### EXERCÍCIOS PROPOSTOS
**1)** Responda com base no texto sobre despedida familiar:
(a) O que a pessoa que narra ia comprar no mercado?
(b) O que ela viu em uma determinada residência?
(c) Segundo o texto, em que momento é possível ver as famílias reunidas?
**2)** Copie do texto sobre despedida familiar o trecho que vai de "Despedida familiar" até "uma verdade incontestável.", inclusive.

Despedida familiar
Texto de Rozilda Euzebio Costa
Hoje, enquanto
estava indo ao mercado, a pé, para comprar o pão do café da manhã, eu vi uma
fila enorme de carros estacionados em uma determinada residência. Então logo
imaginei que, ali, alguém tinha morrido! Ali, estava acontecendo um velório. E sabem
por que imaginei isso?! É porque as famílias genealógicas estão tão afastadas umas
das outras que, o único momento em que podemos ver as famílias reunidas, é
exatamente na hora em que morre algum ente familiar! É uma triste realidade
isso, mas é uma verdade incontestável.
Este é um assunto
delicado, mas tão comum que todos, ou, quase todos, concordam com esta visão de
realidade em que, há muitos anos, as famílias vivem em relação à aproximação
familiar.

### MATERIAL FORNECIDO
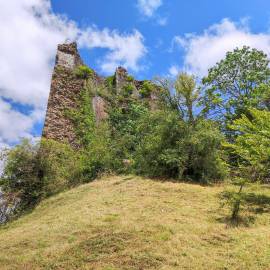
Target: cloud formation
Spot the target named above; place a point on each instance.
(30, 32)
(148, 7)
(124, 50)
(202, 51)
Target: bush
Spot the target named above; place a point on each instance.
(169, 147)
(128, 89)
(36, 170)
(146, 89)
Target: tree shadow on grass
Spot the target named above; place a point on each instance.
(252, 204)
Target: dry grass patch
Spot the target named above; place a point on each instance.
(134, 223)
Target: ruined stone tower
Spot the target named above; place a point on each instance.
(65, 86)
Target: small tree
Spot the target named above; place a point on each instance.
(252, 151)
(237, 83)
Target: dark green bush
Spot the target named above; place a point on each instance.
(128, 89)
(170, 147)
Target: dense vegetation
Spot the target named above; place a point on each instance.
(203, 132)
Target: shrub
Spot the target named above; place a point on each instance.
(128, 89)
(170, 147)
(36, 170)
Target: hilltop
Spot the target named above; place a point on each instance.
(126, 222)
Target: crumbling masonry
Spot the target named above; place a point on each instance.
(66, 86)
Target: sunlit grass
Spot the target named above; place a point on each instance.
(134, 223)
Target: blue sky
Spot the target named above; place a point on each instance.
(148, 37)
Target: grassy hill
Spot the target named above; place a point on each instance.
(134, 223)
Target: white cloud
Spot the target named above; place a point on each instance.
(13, 124)
(125, 49)
(202, 51)
(174, 70)
(148, 7)
(162, 21)
(30, 32)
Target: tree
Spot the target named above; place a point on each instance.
(252, 150)
(180, 95)
(252, 145)
(187, 95)
(236, 83)
(33, 171)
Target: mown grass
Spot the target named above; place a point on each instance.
(134, 223)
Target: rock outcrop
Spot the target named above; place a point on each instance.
(65, 88)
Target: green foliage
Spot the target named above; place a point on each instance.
(252, 145)
(84, 72)
(128, 89)
(110, 81)
(93, 140)
(187, 95)
(146, 89)
(130, 78)
(237, 83)
(123, 121)
(160, 152)
(36, 170)
(180, 95)
(207, 160)
(170, 147)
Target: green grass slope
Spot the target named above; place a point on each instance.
(134, 223)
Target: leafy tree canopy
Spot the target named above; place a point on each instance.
(236, 83)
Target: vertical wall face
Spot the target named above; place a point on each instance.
(65, 87)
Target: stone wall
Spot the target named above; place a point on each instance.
(65, 87)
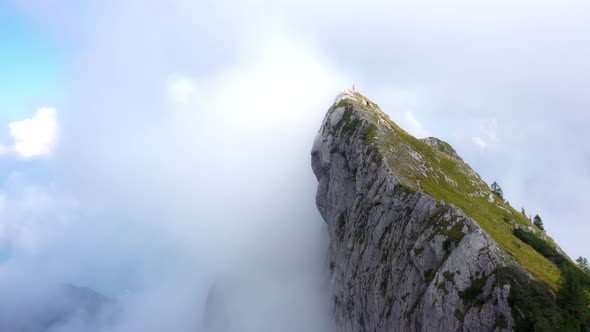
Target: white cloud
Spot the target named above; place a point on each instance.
(414, 126)
(35, 136)
(489, 135)
(480, 142)
(180, 89)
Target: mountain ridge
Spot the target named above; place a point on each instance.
(393, 200)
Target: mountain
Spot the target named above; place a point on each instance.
(66, 308)
(419, 242)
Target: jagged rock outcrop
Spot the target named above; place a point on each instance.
(401, 260)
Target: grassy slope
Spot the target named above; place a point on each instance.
(449, 179)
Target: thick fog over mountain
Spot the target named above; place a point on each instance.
(182, 145)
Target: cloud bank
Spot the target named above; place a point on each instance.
(183, 155)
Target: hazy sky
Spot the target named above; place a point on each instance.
(141, 141)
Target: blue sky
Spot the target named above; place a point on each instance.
(31, 65)
(185, 128)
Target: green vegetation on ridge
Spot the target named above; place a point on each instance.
(432, 166)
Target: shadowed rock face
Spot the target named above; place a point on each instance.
(399, 259)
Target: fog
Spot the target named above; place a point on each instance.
(183, 156)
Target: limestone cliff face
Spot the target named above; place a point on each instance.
(401, 260)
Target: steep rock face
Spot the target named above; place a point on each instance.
(400, 260)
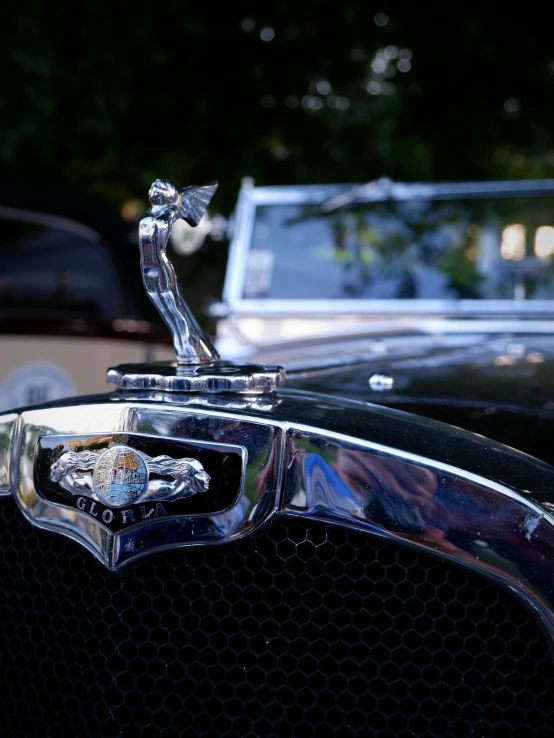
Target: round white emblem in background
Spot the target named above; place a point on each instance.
(33, 383)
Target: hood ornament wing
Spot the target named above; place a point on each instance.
(198, 367)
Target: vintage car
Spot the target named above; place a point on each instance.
(71, 298)
(363, 549)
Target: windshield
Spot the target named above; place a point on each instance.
(473, 249)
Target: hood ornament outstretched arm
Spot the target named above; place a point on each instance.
(198, 367)
(169, 204)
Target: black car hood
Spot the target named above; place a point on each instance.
(502, 388)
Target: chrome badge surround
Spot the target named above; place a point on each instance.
(158, 519)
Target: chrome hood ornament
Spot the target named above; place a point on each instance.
(198, 367)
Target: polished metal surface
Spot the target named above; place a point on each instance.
(415, 481)
(219, 376)
(120, 475)
(168, 204)
(8, 449)
(198, 367)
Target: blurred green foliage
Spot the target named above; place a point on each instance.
(104, 97)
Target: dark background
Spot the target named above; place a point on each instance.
(103, 98)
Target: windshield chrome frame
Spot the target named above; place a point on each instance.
(251, 197)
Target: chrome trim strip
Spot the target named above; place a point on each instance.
(9, 426)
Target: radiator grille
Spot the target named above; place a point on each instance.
(302, 630)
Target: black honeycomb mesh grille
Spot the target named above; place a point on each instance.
(303, 630)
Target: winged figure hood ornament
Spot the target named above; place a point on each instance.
(197, 366)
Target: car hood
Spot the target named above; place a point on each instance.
(499, 387)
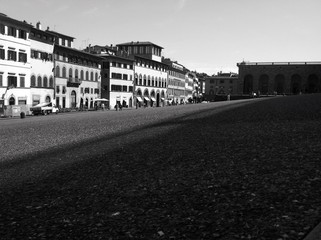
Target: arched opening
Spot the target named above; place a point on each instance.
(157, 99)
(296, 84)
(248, 84)
(264, 84)
(48, 99)
(73, 99)
(279, 84)
(313, 85)
(12, 101)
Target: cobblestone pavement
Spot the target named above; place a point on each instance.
(242, 170)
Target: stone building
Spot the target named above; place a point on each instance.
(150, 80)
(279, 77)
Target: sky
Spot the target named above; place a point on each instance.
(203, 35)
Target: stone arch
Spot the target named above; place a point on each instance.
(313, 84)
(12, 101)
(296, 84)
(51, 81)
(279, 84)
(73, 99)
(264, 84)
(39, 81)
(57, 71)
(45, 81)
(33, 80)
(248, 84)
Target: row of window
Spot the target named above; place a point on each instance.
(121, 65)
(12, 81)
(151, 65)
(41, 55)
(41, 81)
(121, 88)
(161, 82)
(13, 55)
(12, 31)
(121, 76)
(75, 74)
(76, 60)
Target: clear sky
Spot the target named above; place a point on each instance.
(203, 35)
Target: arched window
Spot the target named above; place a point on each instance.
(81, 74)
(48, 99)
(51, 81)
(140, 79)
(57, 71)
(136, 79)
(248, 84)
(279, 86)
(64, 72)
(45, 82)
(264, 84)
(33, 81)
(12, 101)
(39, 81)
(145, 80)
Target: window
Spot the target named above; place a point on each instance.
(12, 55)
(2, 53)
(22, 81)
(45, 82)
(22, 57)
(12, 81)
(39, 81)
(1, 28)
(22, 34)
(51, 82)
(33, 81)
(64, 73)
(12, 31)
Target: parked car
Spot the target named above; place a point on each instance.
(44, 109)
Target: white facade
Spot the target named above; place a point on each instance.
(14, 65)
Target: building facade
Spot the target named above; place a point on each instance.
(279, 77)
(176, 83)
(150, 74)
(77, 75)
(14, 66)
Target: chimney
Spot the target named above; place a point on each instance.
(38, 25)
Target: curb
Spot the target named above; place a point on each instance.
(315, 234)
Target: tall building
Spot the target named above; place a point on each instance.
(42, 62)
(176, 82)
(279, 77)
(14, 66)
(150, 79)
(77, 74)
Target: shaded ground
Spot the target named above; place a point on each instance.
(252, 172)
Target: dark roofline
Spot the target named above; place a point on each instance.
(59, 34)
(147, 43)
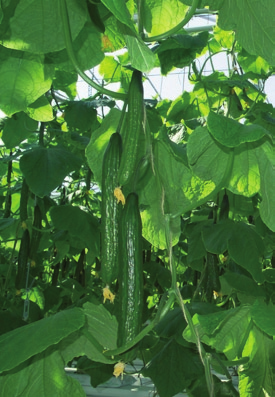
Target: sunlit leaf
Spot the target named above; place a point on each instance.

### RESPOSTAS POR TAREFA
**1)**
(a) O pão do café da manhã.
(b) Uma fila enorme de carros estacionados.
(c) Na hora em que morre algum ente familiar.

**2)**
Despedida familiar
Texto de Rozilda Euzebio Costa
Hoje, enquanto
estava indo ao mercado, a pé, para comprar o pão do café da manhã, eu vi uma
fila enorme de carros estacionados em uma determinada residência. Então logo
imaginei que, ali, alguém tinha morrido! Ali, estava acontecendo um velório. E sabem
por que imaginei isso?! É porque as famílias genealógicas estão tão afastadas umas
das outras que, o único momento em que podemos ver as famílias reunidas, é
exatamente na hora em que morre algum ente familiar! É uma triste realidade
isso, mas é uma verdade incontestável.